### REQUIREMENT:
Please rewrite all the entries below, replacing "with one pin" with "with a single point" and leaving everything else unchanged. Omit the pictures from your answer.
>> BEGIN SUPPLIED MATERIAL
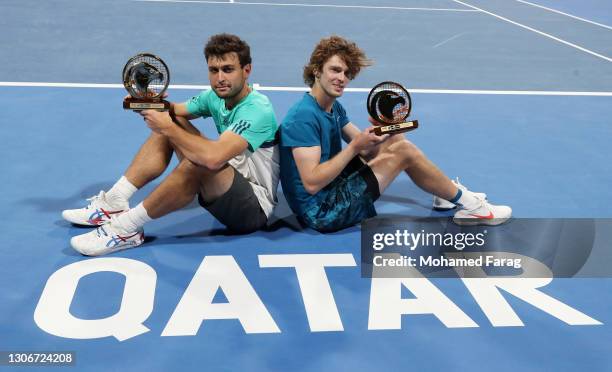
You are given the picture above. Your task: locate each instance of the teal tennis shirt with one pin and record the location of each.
(307, 125)
(254, 120)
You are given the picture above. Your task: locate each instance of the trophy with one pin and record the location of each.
(146, 78)
(389, 105)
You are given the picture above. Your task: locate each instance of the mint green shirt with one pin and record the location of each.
(252, 118)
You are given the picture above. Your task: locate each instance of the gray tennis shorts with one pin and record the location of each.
(238, 209)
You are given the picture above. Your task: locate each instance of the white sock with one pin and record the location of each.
(133, 219)
(121, 192)
(468, 200)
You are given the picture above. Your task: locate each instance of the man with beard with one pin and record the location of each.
(234, 177)
(329, 187)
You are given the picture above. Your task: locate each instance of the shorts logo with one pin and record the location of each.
(240, 126)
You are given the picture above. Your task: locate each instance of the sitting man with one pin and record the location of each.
(234, 177)
(330, 188)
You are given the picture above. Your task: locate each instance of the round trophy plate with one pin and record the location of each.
(146, 77)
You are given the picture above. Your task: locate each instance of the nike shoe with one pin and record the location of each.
(440, 204)
(98, 212)
(106, 239)
(483, 214)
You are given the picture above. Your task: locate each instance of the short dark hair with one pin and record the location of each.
(221, 44)
(326, 48)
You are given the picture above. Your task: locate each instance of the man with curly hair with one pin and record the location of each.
(329, 187)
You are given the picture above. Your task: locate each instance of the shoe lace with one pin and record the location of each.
(103, 232)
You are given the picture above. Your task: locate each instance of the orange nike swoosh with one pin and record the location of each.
(489, 217)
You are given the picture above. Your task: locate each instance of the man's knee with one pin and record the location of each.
(406, 152)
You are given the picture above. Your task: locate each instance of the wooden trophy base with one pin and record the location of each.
(139, 104)
(396, 128)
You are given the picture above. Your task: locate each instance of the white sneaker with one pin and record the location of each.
(106, 239)
(440, 204)
(483, 214)
(98, 212)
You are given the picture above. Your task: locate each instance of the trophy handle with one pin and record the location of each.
(396, 128)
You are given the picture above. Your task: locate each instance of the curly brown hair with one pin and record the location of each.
(350, 53)
(221, 44)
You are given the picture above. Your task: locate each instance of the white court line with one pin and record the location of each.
(538, 32)
(308, 5)
(305, 89)
(565, 14)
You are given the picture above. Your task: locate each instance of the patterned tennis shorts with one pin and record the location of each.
(349, 200)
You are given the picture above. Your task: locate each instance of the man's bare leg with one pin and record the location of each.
(399, 155)
(154, 156)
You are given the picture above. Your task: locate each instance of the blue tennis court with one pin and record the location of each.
(513, 97)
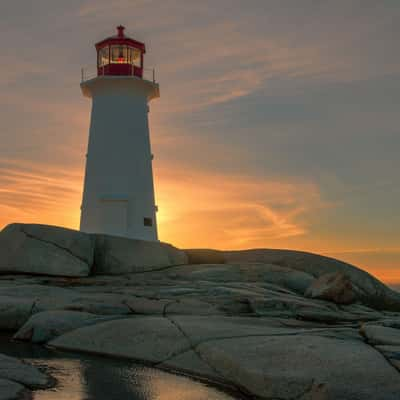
>> END SUPPLIED MATERIAL
### RESPONSE TO THE TASK:
You are given the picture above. Your task: locate each instance of the teal tennis shirt with a single point and record the location of each.
(307, 125)
(254, 120)
You are given the picture above. Your task: locate each instance of the trophy with a single point and record the location of each.
(146, 78)
(389, 105)
You are given the picture above. Your task: locate each instance of the mint green shirt with a single point and record the location of each.
(252, 118)
You are given the picture above. Your task: locate each instance of the gray tennis shorts with a single point and record the location of each.
(238, 209)
You are given the picture above. Your task: locate each instance of the white sock with a single point and record the location of each.
(133, 219)
(121, 192)
(468, 200)
You are given the picture above. Your task: locate each instance of the man with beard with a single point and record the location of each.
(234, 177)
(329, 187)
You are given the picture above. Your task: locate each instance of the shorts logo with a single point and record the location of each.
(240, 126)
You are given the picture above. Your task: locate each instance of the sitting man with a single point and record the location of each.
(234, 177)
(330, 188)
You are given the picture above. Your task: locate each instance of the round trophy plate with a single point and record the location of each.
(146, 77)
You are given the picture above. Your task: locate each instance of the nike shoe with a single point and record the location of each.
(440, 204)
(98, 212)
(106, 239)
(483, 214)
You are given the picture above. Your task: locate each instance of the short dark hair with a single point and record the location of each.
(221, 44)
(326, 48)
You are given the picture above. Your task: locate each instance of the man with curly hair with a single point and record the location of each.
(329, 187)
You are given the picture above. Your task: locate each instance of the shoe lace with a single point and record the location of each.
(103, 232)
You are given the picture above. Your task: locate each instance of the orange nike swoosh with a single point and record the location of each.
(489, 217)
You are given the picture above. Your task: locate each instance of the man's knee with a single point and record the location of each.
(406, 152)
You are given the picture above. Your task: locate each instance of the wooden trophy base with a single point and record the location of each.
(139, 104)
(396, 128)
You are given the picture above. Your task: locate each instance of the white sneaker with a single point and record the location of each.
(106, 239)
(440, 204)
(483, 214)
(98, 212)
You are given the picture above. Your task: locate each instance of the trophy handle with a single point and record the location of each.
(396, 128)
You are given the picture above. Your task: locate each instance of the curly brown hair with a single point and record the location of each.
(350, 53)
(221, 44)
You are given the picture above. Your task: locate each instance of the white court line with a single point and record the location of each.
(538, 32)
(308, 5)
(305, 89)
(565, 14)
You are given the picture above. Your task: locate each instance of the patterned tennis shorts with a single point and record the location of each.
(349, 200)
You are given the picture above. Your task: locate each instance of the man's bare leg with a single point and record the location of each.
(399, 155)
(154, 156)
You are given the picture above. Your task: locate each instance of the blue tennis court with a single point and record the location of each.
(513, 97)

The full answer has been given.